[Problem 1]: Decide whether each statement below agrees with the essay on militancy in Khyber Pakhtunkhwa: (a) ISIS-K is mainly active in Afghanistan; (b) the 2022 negotiation process with the TTP was open and transparent; (c) the newly merged districts have functioning hospitals. Answer yes or no for each, quoting the words of the essay that decide it.
[Problem 2]: Write out the stretch of the essay on militancy in Khyber Pakhtunkhwa from "Pakistan has in" through "a renewed bloodbath.", unchanged.
[Problem 3]: Continue the essay on militancy in Khyber Pakhtunkhwa from the point where it stops.

[Reading passage]:
# # #

When gunfire once again echoes through the valleys of South Waziristan, Tank, and Dera Ismail Khan, a disturbing question emerges: are we still living in Khyber Pakhtunkhwa, or has this region quietly morphed into something far more perilous something unrecognizable under the shadow of escalating militancy? Has Khyber Pakhtunkhwa silently become the new “Khorasan,” the ideological caliphate dreamed of by extremists from Afghanistan to the tribal borderlands?
The past several months have seen an alarming resurgence of militant violence across Khyber Pakhtunkhwa, particularly in the southern districts. The assassination of tribal elders, targeted killings of police officers, and even attacks on public representatives underscore a grim reality: the Tehreek-e-Taliban Pakistan (TTP) and other proscribed outfits are not only resurfacing they are embedding themselves more deeply than ever. Their growing operational capacity is matched only by the growing absence of the state in these areas.
The districts bordering Afghanistan have become fertile ground for insurgency, fed by a toxic combination of state neglect, crushing poverty, and incoherent policy. This vacuum has allowed both ideological extremism and tactical militancy to flourish, giving way to a wave of violence that is as strategic as it is symbolic.
At the heart of this unfolding crisis is the specter of “Wilayat Khorasan” a geopolitical and ideological project promoted by ISIS-Khorasan (ISIS-K), envisioning a pan-regional Islamic state comprising parts of Afghanistan, Pakistan, and Iran. While ISIS-K remains primarily active in Afghanistan, its ideological reach now extends into Khyber Pakhtunkhwa, where it finds willing collaborators or sympathizers among remnants of al-Qaeda, factions of the TTP, and other local militant groups. Though these groups may differ in structure, their shared goal is chillingly singular: to dismantle the state order and establish a system in which constitutional law, democracy, and national sovereignty have no place.
Southern Khyber Pakhtunkhwa has thus become both a corridor and a canvas strategically vital and ideologically contested. Weapons, militants, and narratives flow freely across the Durand Line, eroding Pakistan’s territorial and ideological cohesion. The state, in its current posture, appears increasingly reactive rather than preventive.
Pakistan has in the past claimed significant victories against militancy through operations like Zarb-e-Azb and Radd-ul-Fasaad. Yet, these tactical gains were not translated into lasting peace. The most consequential misstep was the opaque negotiation process with the TTP in 2022, which allowed hundreds of battle-hardened militants to return under the banner of “peacebuilding.” What was hailed as reconciliation has resulted in a renewed bloodbath.
Equally troubling is the squandered promise of the FATA-KP merger an initiative that once offered the hope of political inclusion, legal reform, and economic uplift for the tribal belt. Today, those promises lie in ruins. The newly merged districts still lack basic infrastructure: there are no schools worth the name, no functioning hospitals, and no accessible courts. What exists are checkpoints, security outposts, and the omnipresent barrel of a gun.

# # #

[Dataset content]:
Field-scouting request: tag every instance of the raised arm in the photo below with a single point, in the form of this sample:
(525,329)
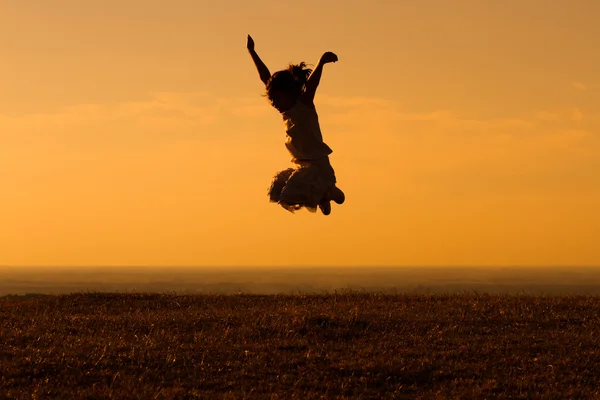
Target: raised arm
(315,77)
(263,71)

# # #

[Exercise response 1]:
(a) Yes: "While ISIS-K remains primarily active in Afghanistan"
(b) No: "the opaque negotiation process with the TTP in 2022"
(c) No: "no functioning hospitals"

[Exercise response 2]:
Pakistan has in the past claimed significant victories against militancy through operations like Zarb-e-Azb and Radd-ul-Fasaad. Yet, these tactical gains were not translated into lasting peace. The most consequential misstep was the opaque negotiation process with the TTP in 2022, which allowed hundreds of battle-hardened militants to return under the banner of “peacebuilding.” What was hailed as reconciliation has resulted in a renewed bloodbath.

[Exercise response 3]:
Perhaps the most heartbreaking element of this crisis is the systematic silencing of dissent. Journalists who dare to write are pressured into silence. Social activists who speak out often disappear. The tribal elders, once the bridge between the state and the people, are being assassinated one by one. In June 2025 alone, more than 40 security personnel and local leaders were killed in targeted attacks.
Meanwhile, the streets of Tank, Waziristan, and D.I. Khan witness protest marches and rallies almost daily but these cries are met with deafening silence in the national media. The local populace no longer trusts the militants, but neither do they believe in the state’s promises. Both have failed them repeatedly and irreparably.
What makes this moment particularly dangerous is the national indifference. The federal capital seems almost oblivious to the deteriorating situation in Khyber Pakhtunkhwa. There is no coherent policy, no political consensus, and no governing vision. The region has once again been relegated to the periphery an expendable frontier in the national imagination.
Institutionally, the situation is dire. The police lack resources, the local governments are inactive, and the judiciary is either absent or ineffectual. Security forces, rather than leading, are now operating in defensive mode. In contrast, the militants have grown more organized, confident, and embedded in the local fabric.
What we are witnessing is not just a security lapse; it is a collapse of political will, institutional capacity, and moral clarity. If Khyber Pakhtunkhwa becomes the new Khorasan, it will not be because the militants succeeded it will be because the state refused to act.
The hour is late, but not irreversible. It demands immediate, coordinated action: a return to institutional governance, a rejection of appeasement, the revitalization of the local justice and education systems, and above all listening to the voices that have long been ignored. The people of Khyber Pakhtunkhwa deserve more than checkpoints and condolences. They deserve a state that protects them, represents them, and restores their faith in the republic.